Entries taken from a collection:
........

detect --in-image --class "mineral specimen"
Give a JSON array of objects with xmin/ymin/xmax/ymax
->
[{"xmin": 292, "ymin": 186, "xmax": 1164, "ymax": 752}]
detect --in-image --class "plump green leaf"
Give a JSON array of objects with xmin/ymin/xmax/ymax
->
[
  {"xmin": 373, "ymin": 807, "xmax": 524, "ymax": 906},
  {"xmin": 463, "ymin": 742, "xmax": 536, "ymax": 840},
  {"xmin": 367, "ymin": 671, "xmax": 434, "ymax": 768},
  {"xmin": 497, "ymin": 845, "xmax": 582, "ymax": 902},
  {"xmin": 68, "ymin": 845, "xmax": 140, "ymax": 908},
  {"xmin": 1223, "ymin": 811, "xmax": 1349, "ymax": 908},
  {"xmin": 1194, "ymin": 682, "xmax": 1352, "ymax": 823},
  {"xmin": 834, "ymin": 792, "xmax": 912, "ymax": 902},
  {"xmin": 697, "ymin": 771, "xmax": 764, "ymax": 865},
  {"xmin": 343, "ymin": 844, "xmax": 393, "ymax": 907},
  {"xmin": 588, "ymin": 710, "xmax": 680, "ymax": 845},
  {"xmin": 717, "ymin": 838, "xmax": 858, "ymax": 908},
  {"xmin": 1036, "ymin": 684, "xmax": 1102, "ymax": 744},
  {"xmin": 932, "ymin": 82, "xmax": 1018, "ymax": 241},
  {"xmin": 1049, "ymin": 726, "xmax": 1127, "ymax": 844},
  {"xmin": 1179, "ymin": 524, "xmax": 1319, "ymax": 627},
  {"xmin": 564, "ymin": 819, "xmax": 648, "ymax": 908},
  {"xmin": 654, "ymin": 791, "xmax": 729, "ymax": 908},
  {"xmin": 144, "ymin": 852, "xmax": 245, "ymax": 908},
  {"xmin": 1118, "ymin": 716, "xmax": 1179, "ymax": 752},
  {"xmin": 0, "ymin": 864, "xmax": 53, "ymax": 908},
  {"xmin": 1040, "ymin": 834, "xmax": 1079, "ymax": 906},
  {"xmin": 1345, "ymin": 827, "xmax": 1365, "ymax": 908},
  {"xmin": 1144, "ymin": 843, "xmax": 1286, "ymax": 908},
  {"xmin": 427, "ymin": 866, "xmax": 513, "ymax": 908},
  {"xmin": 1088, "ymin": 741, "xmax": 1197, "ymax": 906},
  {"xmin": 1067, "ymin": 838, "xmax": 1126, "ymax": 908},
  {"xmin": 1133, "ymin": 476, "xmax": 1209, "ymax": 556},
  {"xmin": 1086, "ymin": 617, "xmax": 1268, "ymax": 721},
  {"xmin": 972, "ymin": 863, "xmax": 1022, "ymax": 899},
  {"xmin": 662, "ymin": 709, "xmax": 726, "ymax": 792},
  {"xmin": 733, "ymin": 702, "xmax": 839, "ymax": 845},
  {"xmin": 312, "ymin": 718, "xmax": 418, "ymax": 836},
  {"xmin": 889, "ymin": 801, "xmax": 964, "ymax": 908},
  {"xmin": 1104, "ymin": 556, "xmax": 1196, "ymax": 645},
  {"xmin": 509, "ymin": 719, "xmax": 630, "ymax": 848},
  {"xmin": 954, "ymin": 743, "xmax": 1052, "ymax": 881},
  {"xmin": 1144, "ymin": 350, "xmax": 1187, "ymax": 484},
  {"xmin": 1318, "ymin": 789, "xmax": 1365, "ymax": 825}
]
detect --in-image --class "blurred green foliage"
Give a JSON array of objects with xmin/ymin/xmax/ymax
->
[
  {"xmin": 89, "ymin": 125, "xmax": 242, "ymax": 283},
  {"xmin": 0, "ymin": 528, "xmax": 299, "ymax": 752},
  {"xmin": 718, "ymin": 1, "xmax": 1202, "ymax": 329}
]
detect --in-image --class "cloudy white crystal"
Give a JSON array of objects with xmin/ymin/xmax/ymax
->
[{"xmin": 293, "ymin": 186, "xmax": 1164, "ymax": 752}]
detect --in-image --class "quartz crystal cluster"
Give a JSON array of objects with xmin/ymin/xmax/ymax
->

........

TASK INSTRUCTIONS: All of the records above should be copied exactly.

ANSWER SPACE:
detect --in-image --class "mineral specimen"
Give a JSON array of objects with xmin/ymin/xmax/ymax
->
[{"xmin": 292, "ymin": 186, "xmax": 1164, "ymax": 752}]
detect --in-image --class "plump green leaf"
Give a JSON array of objects with xmin/ymin/xmax/ymax
->
[
  {"xmin": 373, "ymin": 807, "xmax": 524, "ymax": 906},
  {"xmin": 463, "ymin": 742, "xmax": 536, "ymax": 840},
  {"xmin": 367, "ymin": 671, "xmax": 434, "ymax": 768},
  {"xmin": 497, "ymin": 845, "xmax": 582, "ymax": 902},
  {"xmin": 68, "ymin": 845, "xmax": 140, "ymax": 908},
  {"xmin": 1223, "ymin": 811, "xmax": 1349, "ymax": 908},
  {"xmin": 1194, "ymin": 682, "xmax": 1352, "ymax": 823},
  {"xmin": 834, "ymin": 792, "xmax": 912, "ymax": 902},
  {"xmin": 697, "ymin": 771, "xmax": 764, "ymax": 865},
  {"xmin": 343, "ymin": 844, "xmax": 393, "ymax": 907},
  {"xmin": 588, "ymin": 710, "xmax": 680, "ymax": 845},
  {"xmin": 717, "ymin": 838, "xmax": 858, "ymax": 908},
  {"xmin": 1036, "ymin": 684, "xmax": 1102, "ymax": 744},
  {"xmin": 932, "ymin": 82, "xmax": 1018, "ymax": 241},
  {"xmin": 1049, "ymin": 726, "xmax": 1127, "ymax": 844},
  {"xmin": 1179, "ymin": 524, "xmax": 1319, "ymax": 627},
  {"xmin": 564, "ymin": 819, "xmax": 648, "ymax": 908},
  {"xmin": 654, "ymin": 791, "xmax": 729, "ymax": 908},
  {"xmin": 144, "ymin": 852, "xmax": 245, "ymax": 908},
  {"xmin": 1118, "ymin": 716, "xmax": 1179, "ymax": 752},
  {"xmin": 0, "ymin": 864, "xmax": 53, "ymax": 908},
  {"xmin": 1040, "ymin": 834, "xmax": 1079, "ymax": 906},
  {"xmin": 1345, "ymin": 827, "xmax": 1365, "ymax": 908},
  {"xmin": 1144, "ymin": 843, "xmax": 1286, "ymax": 908},
  {"xmin": 427, "ymin": 866, "xmax": 513, "ymax": 908},
  {"xmin": 1088, "ymin": 741, "xmax": 1197, "ymax": 906},
  {"xmin": 1067, "ymin": 838, "xmax": 1126, "ymax": 908},
  {"xmin": 1133, "ymin": 476, "xmax": 1209, "ymax": 556},
  {"xmin": 1086, "ymin": 617, "xmax": 1268, "ymax": 721},
  {"xmin": 972, "ymin": 863, "xmax": 1022, "ymax": 899},
  {"xmin": 662, "ymin": 709, "xmax": 726, "ymax": 792},
  {"xmin": 733, "ymin": 702, "xmax": 839, "ymax": 845},
  {"xmin": 312, "ymin": 718, "xmax": 418, "ymax": 836},
  {"xmin": 889, "ymin": 801, "xmax": 964, "ymax": 908},
  {"xmin": 1104, "ymin": 556, "xmax": 1196, "ymax": 645},
  {"xmin": 509, "ymin": 719, "xmax": 630, "ymax": 848},
  {"xmin": 954, "ymin": 743, "xmax": 1052, "ymax": 881},
  {"xmin": 1144, "ymin": 350, "xmax": 1187, "ymax": 484},
  {"xmin": 1318, "ymin": 789, "xmax": 1365, "ymax": 825}
]
detect --in-image --class "blurred green foliage"
Give a JSON array of objects with xmin/ymin/xmax/ymax
->
[
  {"xmin": 89, "ymin": 125, "xmax": 242, "ymax": 283},
  {"xmin": 0, "ymin": 528, "xmax": 299, "ymax": 752},
  {"xmin": 718, "ymin": 1, "xmax": 1202, "ymax": 329}
]
detect --in-image --class "cloudy white crystal"
Give a JSON array of objects with xmin/ymin/xmax/ymax
->
[{"xmin": 293, "ymin": 186, "xmax": 1164, "ymax": 752}]
detect --in-image --class "quartz crystal cluster"
Give a JSON array of objects with xmin/ymin/xmax/ymax
->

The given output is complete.